PROMPT: Everything from the line containing "the white arched" through the last line of the records must be returned verbatim, and nothing outside that range.

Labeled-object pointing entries
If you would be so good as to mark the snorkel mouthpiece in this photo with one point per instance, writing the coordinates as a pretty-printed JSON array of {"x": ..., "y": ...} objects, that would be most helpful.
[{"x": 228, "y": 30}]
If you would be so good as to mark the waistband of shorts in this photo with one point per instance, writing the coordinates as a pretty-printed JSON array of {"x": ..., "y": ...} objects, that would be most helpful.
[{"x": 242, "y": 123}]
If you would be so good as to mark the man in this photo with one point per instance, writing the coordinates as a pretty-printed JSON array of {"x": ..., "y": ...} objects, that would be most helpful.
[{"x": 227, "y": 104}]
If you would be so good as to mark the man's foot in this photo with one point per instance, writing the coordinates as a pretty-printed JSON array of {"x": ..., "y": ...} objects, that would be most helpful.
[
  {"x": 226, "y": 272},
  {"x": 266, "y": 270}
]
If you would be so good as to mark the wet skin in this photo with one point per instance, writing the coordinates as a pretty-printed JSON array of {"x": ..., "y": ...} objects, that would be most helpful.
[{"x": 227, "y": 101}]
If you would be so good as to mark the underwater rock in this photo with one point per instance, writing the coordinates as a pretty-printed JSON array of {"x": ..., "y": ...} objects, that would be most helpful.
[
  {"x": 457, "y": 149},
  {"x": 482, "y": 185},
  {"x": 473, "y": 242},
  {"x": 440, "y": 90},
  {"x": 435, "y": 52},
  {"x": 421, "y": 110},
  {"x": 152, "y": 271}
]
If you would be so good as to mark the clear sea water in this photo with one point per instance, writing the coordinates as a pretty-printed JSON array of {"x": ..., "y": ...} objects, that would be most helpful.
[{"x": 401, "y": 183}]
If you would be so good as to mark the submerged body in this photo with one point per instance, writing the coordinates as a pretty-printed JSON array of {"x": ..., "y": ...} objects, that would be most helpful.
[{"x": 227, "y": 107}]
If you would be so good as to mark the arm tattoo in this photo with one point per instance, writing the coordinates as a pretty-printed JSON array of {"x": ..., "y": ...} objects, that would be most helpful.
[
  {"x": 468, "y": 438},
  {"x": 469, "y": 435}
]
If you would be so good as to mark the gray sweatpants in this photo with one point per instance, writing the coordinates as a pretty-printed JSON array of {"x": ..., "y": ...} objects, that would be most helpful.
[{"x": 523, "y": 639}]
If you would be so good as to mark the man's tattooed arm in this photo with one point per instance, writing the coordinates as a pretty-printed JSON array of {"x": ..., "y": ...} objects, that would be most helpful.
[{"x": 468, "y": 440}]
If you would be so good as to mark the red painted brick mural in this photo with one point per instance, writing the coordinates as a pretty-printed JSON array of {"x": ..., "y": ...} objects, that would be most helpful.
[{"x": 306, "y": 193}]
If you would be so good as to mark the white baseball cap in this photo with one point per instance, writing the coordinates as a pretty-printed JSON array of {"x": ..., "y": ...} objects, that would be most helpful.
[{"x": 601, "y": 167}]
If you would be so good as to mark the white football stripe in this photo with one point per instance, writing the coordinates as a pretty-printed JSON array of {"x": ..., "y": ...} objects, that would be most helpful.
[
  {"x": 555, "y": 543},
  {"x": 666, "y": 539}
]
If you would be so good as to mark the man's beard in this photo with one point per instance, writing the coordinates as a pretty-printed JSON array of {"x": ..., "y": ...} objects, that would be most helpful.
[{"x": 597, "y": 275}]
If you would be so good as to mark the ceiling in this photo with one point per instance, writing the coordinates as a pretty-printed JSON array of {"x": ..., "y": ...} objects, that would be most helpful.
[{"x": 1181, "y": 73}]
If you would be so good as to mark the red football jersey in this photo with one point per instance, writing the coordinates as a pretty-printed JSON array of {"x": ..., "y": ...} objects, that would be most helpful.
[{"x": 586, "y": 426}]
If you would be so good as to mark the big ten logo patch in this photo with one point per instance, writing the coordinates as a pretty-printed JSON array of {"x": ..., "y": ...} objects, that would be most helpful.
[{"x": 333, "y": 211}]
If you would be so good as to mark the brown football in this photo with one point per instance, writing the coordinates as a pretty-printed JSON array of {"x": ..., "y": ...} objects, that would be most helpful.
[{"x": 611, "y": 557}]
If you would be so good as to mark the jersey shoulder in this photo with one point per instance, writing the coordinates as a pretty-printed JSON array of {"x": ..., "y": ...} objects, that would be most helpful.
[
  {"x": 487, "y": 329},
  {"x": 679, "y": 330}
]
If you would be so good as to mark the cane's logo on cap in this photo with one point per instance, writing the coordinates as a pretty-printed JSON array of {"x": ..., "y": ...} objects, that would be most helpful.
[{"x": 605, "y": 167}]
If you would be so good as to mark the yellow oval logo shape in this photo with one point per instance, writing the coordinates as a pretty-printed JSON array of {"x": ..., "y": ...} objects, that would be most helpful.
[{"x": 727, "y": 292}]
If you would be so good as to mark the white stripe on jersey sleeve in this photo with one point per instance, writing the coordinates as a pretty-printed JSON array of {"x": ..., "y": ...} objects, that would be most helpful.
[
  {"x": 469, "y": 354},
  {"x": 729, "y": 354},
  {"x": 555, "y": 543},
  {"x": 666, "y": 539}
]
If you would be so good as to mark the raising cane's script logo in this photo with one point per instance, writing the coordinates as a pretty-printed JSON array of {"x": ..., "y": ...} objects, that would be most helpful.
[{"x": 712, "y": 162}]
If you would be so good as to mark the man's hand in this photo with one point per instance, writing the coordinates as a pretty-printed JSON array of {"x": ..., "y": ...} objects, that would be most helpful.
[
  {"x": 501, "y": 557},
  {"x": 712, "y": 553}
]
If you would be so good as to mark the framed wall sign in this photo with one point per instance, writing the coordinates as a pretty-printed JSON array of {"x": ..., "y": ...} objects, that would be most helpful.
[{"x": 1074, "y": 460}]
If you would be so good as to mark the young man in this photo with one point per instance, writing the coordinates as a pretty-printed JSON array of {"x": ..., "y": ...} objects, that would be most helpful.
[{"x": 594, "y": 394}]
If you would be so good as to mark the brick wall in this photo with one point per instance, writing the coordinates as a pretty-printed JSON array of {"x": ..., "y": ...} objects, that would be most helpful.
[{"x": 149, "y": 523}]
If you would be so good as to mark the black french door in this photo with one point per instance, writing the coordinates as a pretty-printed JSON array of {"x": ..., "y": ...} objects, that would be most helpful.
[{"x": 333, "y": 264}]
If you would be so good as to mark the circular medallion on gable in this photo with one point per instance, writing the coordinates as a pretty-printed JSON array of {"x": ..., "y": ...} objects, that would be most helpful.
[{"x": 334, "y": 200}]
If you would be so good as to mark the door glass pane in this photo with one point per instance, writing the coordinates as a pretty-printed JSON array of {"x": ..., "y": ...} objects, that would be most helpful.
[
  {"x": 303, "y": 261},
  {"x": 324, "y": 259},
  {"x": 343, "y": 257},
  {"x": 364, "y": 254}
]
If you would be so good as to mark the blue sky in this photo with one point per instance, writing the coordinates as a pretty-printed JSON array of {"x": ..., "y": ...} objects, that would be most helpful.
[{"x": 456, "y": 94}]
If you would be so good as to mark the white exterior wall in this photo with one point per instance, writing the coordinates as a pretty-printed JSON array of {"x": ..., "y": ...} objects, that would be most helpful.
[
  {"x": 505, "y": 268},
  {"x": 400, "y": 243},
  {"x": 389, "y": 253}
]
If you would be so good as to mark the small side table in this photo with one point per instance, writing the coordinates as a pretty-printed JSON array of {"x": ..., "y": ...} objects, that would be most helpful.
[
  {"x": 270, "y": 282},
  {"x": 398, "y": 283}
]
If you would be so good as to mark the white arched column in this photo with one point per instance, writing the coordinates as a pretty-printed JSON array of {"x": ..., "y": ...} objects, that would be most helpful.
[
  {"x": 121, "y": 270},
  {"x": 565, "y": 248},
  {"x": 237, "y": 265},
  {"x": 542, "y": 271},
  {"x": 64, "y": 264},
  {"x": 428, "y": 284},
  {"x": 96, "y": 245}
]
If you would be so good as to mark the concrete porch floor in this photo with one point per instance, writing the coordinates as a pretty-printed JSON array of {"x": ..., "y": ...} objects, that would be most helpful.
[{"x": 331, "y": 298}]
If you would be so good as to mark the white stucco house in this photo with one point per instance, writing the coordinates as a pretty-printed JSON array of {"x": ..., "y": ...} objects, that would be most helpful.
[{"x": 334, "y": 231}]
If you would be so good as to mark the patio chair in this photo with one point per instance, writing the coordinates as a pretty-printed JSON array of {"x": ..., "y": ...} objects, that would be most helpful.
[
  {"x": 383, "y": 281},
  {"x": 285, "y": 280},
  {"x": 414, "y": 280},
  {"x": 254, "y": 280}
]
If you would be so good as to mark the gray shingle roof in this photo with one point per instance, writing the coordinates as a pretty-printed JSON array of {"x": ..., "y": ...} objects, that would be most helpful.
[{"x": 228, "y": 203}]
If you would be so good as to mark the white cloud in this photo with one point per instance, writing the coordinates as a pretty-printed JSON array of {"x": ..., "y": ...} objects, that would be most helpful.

RESULT OF THIS EXERCISE:
If you would be so good as to mark the white arched column in this photo with one point per instance, writing the coordinates as a pretty-printed JSON array of {"x": ..., "y": ...} objects, that would be most helpful.
[
  {"x": 121, "y": 270},
  {"x": 565, "y": 248},
  {"x": 237, "y": 265},
  {"x": 542, "y": 271},
  {"x": 64, "y": 264},
  {"x": 428, "y": 284},
  {"x": 96, "y": 245}
]
If you would be so good as to mark the concrete porch floor in this photo with one point per instance, writing the coordinates as a pretty-printed JSON array of {"x": ..., "y": ...} objects, that would be most helpful.
[{"x": 331, "y": 298}]
If you would be so good as to mark the white stucco house in this photo with one point per instance, writing the coordinates as a pretty-printed JSON array of {"x": ..., "y": ...} objects, that would be most helpful.
[{"x": 334, "y": 231}]
If you would be so good as to mark the patio chair in this photo with one point per instance, writing the coordinates as a pretty-printed JSON array of {"x": ..., "y": ...} objects, that would be most helpful.
[
  {"x": 383, "y": 281},
  {"x": 285, "y": 280},
  {"x": 414, "y": 280},
  {"x": 254, "y": 280}
]
If you would be so good as to mark the gray shingle roof in this photo with one point per instance, writing the coordinates as a pretty-printed JSON array of {"x": ..., "y": ...} objects, that would be most helpful.
[{"x": 228, "y": 203}]
If you would be so good as to mark the white cloud in this photo with one point per instance, writing the coordinates as a pretty-printed JSON array of {"x": ..., "y": ...} objects, that would be most helpful.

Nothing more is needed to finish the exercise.